##### Excerpted records #####
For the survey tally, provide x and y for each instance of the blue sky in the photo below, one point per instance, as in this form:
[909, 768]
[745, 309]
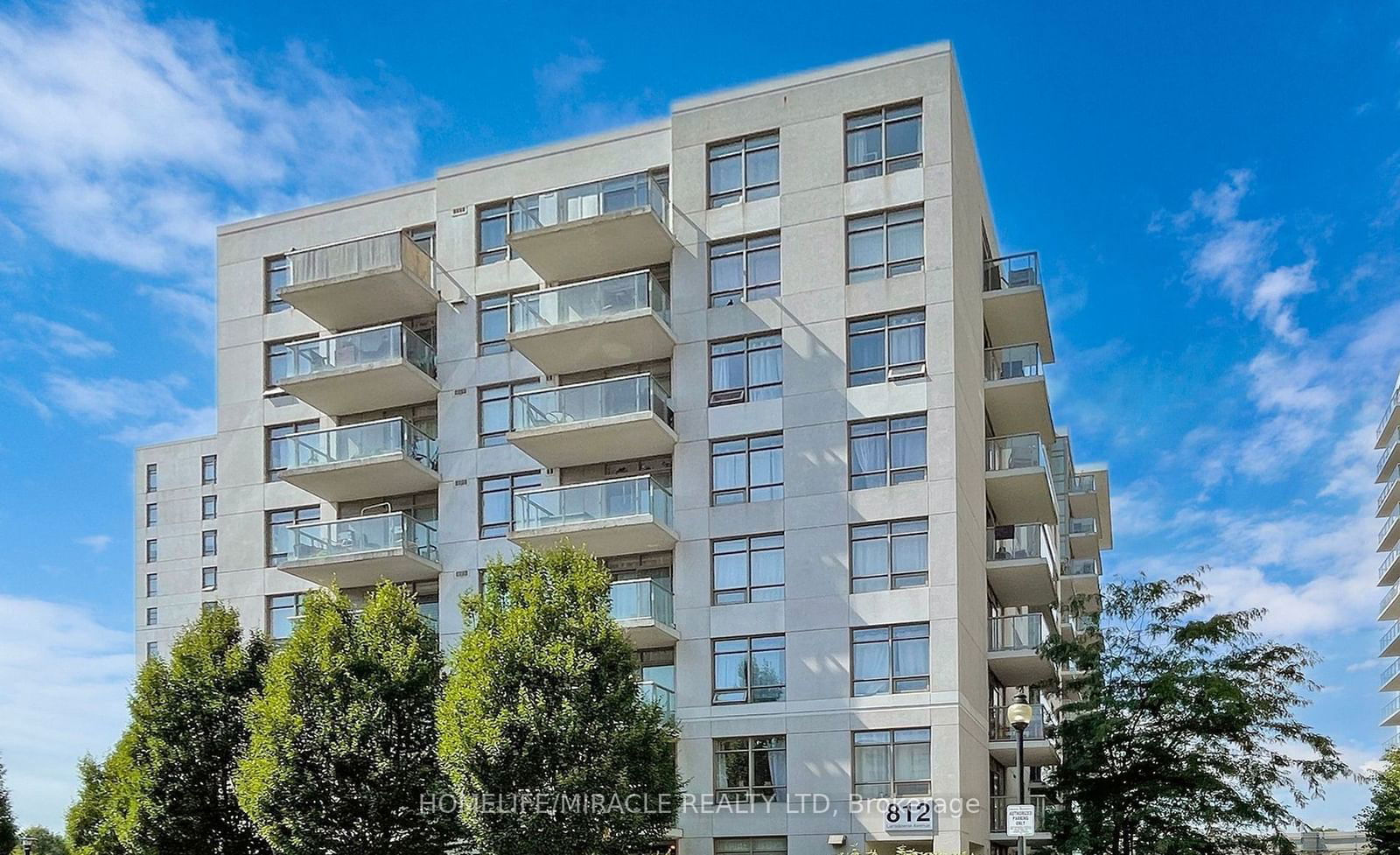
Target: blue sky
[1214, 191]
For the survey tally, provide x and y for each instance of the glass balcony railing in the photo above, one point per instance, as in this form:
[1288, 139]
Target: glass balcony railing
[597, 501]
[1017, 633]
[1084, 483]
[998, 812]
[1019, 270]
[592, 301]
[1024, 451]
[361, 256]
[1082, 567]
[1019, 542]
[639, 599]
[584, 202]
[1001, 731]
[658, 694]
[1082, 525]
[357, 443]
[360, 535]
[587, 402]
[361, 347]
[1012, 362]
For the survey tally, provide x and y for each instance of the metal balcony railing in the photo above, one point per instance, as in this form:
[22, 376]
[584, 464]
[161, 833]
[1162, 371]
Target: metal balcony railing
[588, 402]
[360, 347]
[1012, 362]
[1021, 270]
[592, 301]
[361, 535]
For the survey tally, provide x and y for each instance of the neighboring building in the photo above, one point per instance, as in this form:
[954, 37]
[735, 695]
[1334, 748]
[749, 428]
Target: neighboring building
[767, 359]
[1388, 508]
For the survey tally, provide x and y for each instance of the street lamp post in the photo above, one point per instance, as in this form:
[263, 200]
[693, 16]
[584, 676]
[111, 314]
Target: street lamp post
[1019, 715]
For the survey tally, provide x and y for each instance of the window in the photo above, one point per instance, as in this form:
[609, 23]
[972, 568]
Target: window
[744, 170]
[746, 369]
[889, 659]
[749, 670]
[889, 555]
[279, 530]
[284, 612]
[751, 768]
[746, 269]
[891, 764]
[889, 451]
[886, 244]
[276, 276]
[748, 469]
[490, 233]
[280, 439]
[886, 347]
[751, 845]
[494, 410]
[494, 320]
[746, 570]
[884, 140]
[496, 499]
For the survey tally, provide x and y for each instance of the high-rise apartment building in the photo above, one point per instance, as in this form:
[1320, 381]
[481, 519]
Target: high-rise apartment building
[1388, 508]
[765, 357]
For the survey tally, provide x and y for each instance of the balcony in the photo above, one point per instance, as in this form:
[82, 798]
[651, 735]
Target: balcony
[361, 460]
[375, 368]
[1014, 303]
[361, 550]
[592, 423]
[998, 817]
[1040, 749]
[1021, 564]
[595, 228]
[599, 324]
[616, 516]
[1018, 479]
[658, 694]
[1015, 390]
[1390, 641]
[361, 282]
[1390, 567]
[1390, 420]
[646, 610]
[1012, 649]
[1390, 534]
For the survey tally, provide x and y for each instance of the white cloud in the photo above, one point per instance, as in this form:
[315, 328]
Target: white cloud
[130, 140]
[66, 677]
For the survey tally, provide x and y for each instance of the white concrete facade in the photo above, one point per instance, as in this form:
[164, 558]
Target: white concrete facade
[963, 388]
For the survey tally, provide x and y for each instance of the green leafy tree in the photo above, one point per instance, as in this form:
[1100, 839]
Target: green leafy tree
[1381, 820]
[1183, 736]
[46, 843]
[9, 831]
[542, 704]
[342, 759]
[188, 731]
#####
= To do =
Repeat only the lines between the start of the data and the line with "[1288, 139]", including those two lines, and skip the pictures.

= Reply =
For the survey tally, provide x and y for each instance of the blue sky in the photo below, one point per instance, as in this form:
[909, 768]
[745, 309]
Target: blue sky
[1214, 191]
For the survey tally, provide x and y for each instance of the glass balcony railing in the photo above, one point per instance, as in this form:
[1288, 139]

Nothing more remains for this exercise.